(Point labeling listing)
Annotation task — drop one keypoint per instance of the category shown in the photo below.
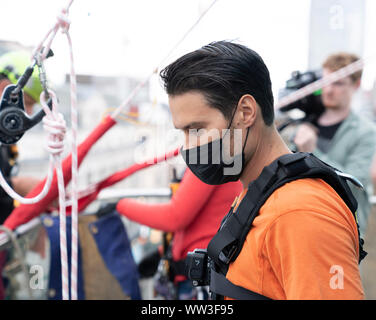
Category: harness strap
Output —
(221, 286)
(228, 242)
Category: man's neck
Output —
(269, 148)
(334, 116)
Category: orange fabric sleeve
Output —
(190, 197)
(313, 256)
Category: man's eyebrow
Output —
(195, 124)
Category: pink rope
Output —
(319, 84)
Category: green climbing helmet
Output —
(13, 64)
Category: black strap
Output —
(178, 267)
(221, 286)
(228, 242)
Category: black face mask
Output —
(213, 169)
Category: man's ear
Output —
(247, 111)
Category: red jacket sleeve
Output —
(190, 197)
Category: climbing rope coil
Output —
(55, 127)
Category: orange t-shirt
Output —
(302, 245)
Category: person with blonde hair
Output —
(341, 137)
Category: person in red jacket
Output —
(193, 214)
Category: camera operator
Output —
(340, 137)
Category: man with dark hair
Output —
(304, 233)
(340, 137)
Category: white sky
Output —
(130, 37)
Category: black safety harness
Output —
(228, 242)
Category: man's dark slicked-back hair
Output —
(223, 72)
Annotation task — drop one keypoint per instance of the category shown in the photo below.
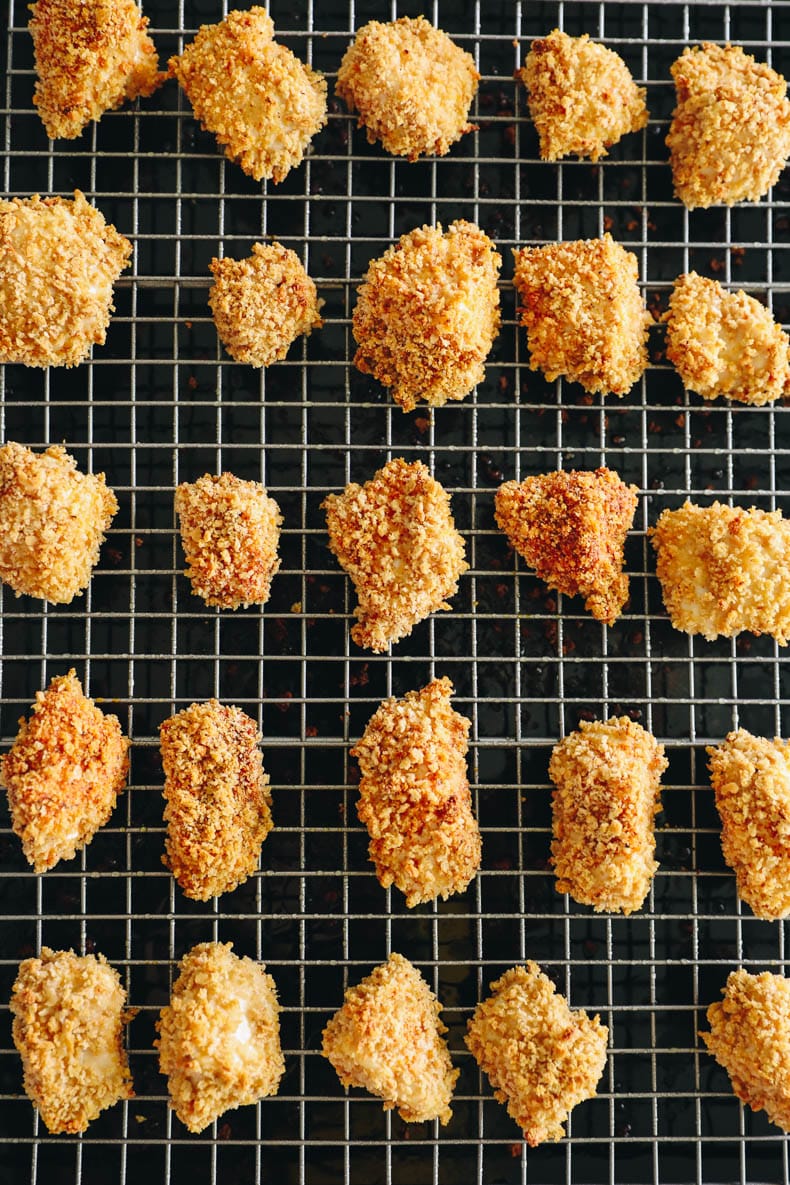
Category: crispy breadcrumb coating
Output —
(571, 527)
(52, 521)
(69, 1019)
(58, 262)
(387, 1038)
(396, 538)
(583, 313)
(261, 102)
(582, 96)
(724, 569)
(428, 314)
(730, 134)
(410, 84)
(540, 1056)
(219, 1036)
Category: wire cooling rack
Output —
(161, 403)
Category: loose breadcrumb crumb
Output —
(387, 1038)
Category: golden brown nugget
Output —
(583, 312)
(58, 262)
(387, 1038)
(69, 1019)
(219, 1036)
(410, 84)
(52, 521)
(428, 314)
(396, 538)
(724, 569)
(608, 787)
(415, 795)
(730, 133)
(259, 101)
(218, 801)
(571, 527)
(541, 1057)
(582, 96)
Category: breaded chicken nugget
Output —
(219, 1036)
(52, 521)
(396, 538)
(387, 1038)
(428, 314)
(583, 313)
(724, 569)
(69, 1019)
(410, 84)
(58, 262)
(730, 134)
(90, 57)
(582, 96)
(571, 527)
(413, 795)
(261, 102)
(218, 801)
(541, 1058)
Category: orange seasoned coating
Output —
(387, 1038)
(410, 84)
(58, 262)
(428, 314)
(396, 538)
(583, 312)
(218, 801)
(730, 133)
(608, 787)
(582, 96)
(69, 1019)
(571, 527)
(219, 1035)
(541, 1057)
(259, 101)
(413, 795)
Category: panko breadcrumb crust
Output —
(219, 1035)
(582, 96)
(259, 101)
(541, 1058)
(387, 1039)
(396, 538)
(730, 133)
(58, 262)
(410, 84)
(571, 527)
(69, 1019)
(583, 311)
(724, 569)
(415, 795)
(428, 313)
(218, 801)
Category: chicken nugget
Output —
(387, 1038)
(724, 569)
(583, 311)
(58, 262)
(219, 1036)
(69, 1019)
(415, 795)
(410, 84)
(428, 314)
(582, 96)
(540, 1056)
(571, 527)
(259, 101)
(396, 538)
(730, 134)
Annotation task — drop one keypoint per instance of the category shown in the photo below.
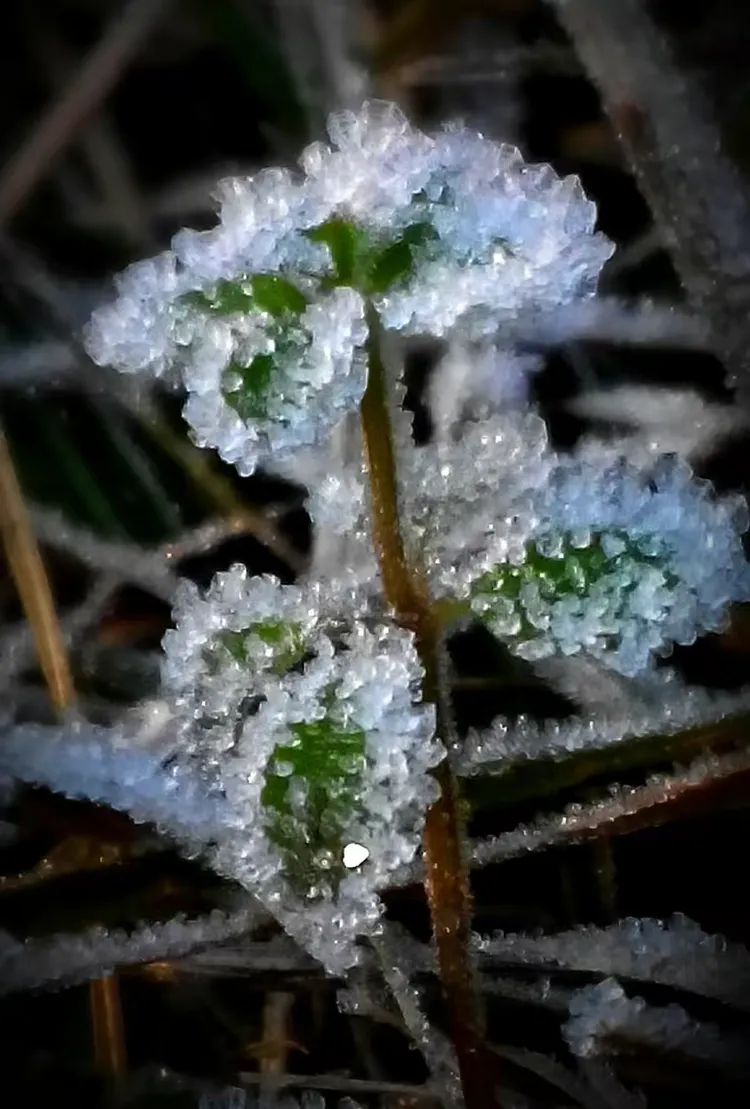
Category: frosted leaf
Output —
(315, 738)
(260, 389)
(604, 1020)
(510, 236)
(614, 562)
(262, 318)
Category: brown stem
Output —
(29, 575)
(446, 883)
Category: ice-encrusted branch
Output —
(604, 1020)
(677, 953)
(109, 766)
(624, 809)
(668, 708)
(611, 319)
(675, 151)
(70, 958)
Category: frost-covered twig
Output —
(676, 954)
(67, 959)
(625, 809)
(675, 151)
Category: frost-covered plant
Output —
(316, 714)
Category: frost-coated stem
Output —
(675, 152)
(446, 875)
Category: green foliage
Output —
(367, 266)
(250, 386)
(310, 805)
(284, 638)
(571, 573)
(262, 292)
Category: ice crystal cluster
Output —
(263, 316)
(299, 708)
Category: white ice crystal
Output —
(432, 231)
(604, 1020)
(301, 706)
(606, 560)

__WORK INSTRUCTIONS__
Copy out, unchanged, the part of the listing that opens with the line containing "Category: green foliage" and runs through the end of the listing.

__OUTPUT OF THE EXERCISE__
Category: green foliage
Output —
(367, 266)
(250, 386)
(310, 805)
(284, 638)
(571, 573)
(262, 292)
Category: ice crystal cluster
Output —
(263, 316)
(299, 708)
Category: white ice crystal
Output —
(432, 231)
(604, 1020)
(301, 706)
(606, 560)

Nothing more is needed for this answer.